- _Data supplied_:
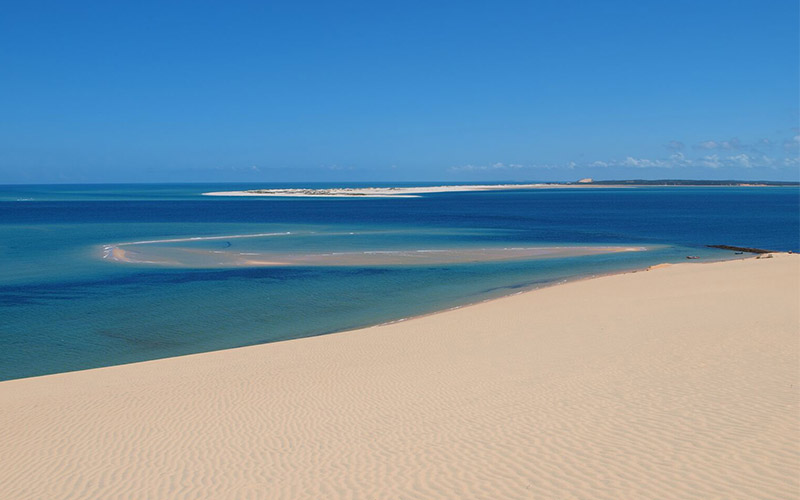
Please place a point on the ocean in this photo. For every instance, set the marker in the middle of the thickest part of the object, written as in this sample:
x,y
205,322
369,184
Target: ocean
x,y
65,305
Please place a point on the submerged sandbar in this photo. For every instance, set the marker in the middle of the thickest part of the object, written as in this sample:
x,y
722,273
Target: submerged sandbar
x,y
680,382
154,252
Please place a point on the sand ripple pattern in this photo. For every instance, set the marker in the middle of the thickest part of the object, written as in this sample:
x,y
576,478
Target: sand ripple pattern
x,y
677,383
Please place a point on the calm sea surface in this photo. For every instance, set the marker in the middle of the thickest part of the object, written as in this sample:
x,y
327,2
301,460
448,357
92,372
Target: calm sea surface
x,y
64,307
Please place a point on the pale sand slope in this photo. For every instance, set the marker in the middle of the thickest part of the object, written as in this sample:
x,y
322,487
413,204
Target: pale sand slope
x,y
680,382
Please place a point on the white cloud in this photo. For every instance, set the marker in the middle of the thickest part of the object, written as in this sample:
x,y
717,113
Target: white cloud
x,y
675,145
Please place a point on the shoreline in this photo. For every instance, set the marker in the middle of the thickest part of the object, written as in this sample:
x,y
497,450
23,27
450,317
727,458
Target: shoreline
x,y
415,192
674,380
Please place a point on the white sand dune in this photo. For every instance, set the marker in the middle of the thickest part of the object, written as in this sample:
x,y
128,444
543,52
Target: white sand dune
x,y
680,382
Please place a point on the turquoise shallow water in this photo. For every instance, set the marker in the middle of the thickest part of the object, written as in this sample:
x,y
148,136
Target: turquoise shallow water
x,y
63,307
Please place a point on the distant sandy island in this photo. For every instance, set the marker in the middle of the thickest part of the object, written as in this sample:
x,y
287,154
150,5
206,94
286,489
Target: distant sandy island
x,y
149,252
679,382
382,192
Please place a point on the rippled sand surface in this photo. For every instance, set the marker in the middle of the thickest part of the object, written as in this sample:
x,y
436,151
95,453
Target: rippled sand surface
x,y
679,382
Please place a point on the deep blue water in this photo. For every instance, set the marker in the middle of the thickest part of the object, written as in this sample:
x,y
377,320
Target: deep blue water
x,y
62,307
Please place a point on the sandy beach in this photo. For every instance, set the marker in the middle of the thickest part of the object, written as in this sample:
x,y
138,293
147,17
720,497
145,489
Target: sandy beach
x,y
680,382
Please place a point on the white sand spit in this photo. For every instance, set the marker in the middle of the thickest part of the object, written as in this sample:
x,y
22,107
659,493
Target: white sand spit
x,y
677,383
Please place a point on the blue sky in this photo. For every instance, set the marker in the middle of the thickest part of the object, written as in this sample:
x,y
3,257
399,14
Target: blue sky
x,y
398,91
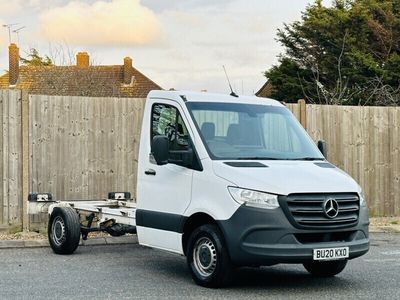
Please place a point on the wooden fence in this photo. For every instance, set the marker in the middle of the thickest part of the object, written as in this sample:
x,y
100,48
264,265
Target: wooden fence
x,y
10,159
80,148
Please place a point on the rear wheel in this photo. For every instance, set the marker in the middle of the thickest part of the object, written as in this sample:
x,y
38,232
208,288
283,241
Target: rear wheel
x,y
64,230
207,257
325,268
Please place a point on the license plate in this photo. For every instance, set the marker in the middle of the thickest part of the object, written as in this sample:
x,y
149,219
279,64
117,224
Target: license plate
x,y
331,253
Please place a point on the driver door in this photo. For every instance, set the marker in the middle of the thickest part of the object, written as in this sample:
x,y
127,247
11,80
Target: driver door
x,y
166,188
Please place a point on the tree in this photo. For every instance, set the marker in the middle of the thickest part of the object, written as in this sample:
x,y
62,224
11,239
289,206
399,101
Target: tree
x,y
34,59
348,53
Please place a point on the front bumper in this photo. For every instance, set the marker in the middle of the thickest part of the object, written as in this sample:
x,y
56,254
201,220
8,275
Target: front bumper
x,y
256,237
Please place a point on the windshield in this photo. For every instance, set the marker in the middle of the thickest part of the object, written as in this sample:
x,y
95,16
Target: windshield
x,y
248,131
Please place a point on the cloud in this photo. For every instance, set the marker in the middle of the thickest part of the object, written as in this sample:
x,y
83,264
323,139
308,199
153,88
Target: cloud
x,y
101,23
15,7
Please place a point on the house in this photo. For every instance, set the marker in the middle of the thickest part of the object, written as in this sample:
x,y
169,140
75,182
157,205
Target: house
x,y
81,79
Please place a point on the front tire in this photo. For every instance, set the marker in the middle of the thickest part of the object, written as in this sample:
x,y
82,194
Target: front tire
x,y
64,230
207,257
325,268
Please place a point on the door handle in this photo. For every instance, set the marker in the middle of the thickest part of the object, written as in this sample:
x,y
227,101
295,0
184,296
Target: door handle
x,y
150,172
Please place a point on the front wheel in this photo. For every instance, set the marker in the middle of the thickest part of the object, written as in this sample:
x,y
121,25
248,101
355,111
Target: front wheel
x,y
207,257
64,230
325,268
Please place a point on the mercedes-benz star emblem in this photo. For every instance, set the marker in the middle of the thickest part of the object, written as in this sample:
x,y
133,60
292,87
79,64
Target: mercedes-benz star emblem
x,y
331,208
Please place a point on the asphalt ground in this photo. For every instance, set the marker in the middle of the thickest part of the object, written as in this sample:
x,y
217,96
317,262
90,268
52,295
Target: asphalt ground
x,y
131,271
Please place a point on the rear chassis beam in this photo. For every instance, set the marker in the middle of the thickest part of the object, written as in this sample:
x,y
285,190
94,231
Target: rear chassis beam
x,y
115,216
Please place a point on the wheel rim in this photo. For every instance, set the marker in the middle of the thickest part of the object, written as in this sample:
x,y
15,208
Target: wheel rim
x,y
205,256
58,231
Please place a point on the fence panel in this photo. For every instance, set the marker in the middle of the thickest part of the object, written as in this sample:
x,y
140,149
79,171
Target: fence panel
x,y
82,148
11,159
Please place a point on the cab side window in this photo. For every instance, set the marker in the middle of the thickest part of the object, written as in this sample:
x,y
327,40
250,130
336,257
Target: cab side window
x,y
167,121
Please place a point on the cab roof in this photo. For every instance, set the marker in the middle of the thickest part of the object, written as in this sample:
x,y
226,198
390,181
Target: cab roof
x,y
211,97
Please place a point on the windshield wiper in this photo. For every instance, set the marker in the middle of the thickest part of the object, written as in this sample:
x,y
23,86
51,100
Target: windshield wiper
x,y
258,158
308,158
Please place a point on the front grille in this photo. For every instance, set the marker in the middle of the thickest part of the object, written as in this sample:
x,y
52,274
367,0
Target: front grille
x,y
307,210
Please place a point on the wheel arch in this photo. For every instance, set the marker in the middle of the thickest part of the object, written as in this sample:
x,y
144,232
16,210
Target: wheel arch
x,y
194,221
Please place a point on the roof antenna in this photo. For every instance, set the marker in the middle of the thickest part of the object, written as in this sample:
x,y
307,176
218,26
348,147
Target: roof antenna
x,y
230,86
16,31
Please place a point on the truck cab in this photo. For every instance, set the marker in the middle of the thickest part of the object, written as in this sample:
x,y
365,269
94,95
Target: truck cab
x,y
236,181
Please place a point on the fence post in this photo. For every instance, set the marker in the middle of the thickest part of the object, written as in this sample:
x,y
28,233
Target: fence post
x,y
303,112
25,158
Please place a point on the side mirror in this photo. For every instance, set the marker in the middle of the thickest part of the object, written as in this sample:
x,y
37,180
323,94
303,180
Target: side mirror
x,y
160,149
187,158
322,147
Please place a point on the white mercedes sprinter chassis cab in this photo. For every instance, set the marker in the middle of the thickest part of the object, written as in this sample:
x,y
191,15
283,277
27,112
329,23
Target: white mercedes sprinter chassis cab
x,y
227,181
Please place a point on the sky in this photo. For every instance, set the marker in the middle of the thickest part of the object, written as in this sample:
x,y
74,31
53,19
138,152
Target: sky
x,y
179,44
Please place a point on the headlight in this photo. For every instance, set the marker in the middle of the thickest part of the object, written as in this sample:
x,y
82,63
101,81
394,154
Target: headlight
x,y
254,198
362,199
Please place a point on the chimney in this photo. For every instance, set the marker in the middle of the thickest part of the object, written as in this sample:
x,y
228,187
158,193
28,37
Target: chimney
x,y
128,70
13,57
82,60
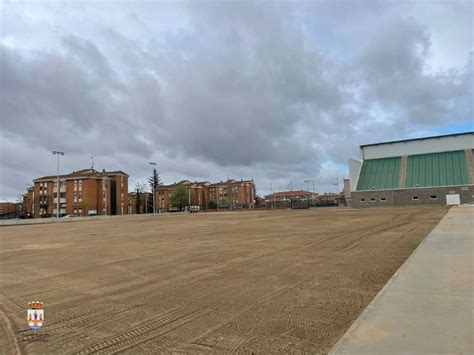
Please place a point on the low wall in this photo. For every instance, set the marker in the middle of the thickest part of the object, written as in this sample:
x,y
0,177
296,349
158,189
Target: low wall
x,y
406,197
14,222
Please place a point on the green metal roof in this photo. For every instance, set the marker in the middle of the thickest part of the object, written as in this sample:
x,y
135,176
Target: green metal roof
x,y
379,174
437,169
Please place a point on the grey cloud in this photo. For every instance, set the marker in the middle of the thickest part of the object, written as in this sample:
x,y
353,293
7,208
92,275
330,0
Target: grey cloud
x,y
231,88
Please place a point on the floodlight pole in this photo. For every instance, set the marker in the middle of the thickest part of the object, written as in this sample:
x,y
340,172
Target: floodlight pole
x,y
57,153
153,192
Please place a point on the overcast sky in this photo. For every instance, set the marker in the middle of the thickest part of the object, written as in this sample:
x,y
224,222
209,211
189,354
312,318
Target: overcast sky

- _Directions for this task_: Using the records above, pull out each line where the word "overcast" occurs.

- _Solution_:
Please place a point on the overcast sky in this photo. For every instance, set the marker in the middle of the thickest part of the object, written as in this sample:
Target: overcast sky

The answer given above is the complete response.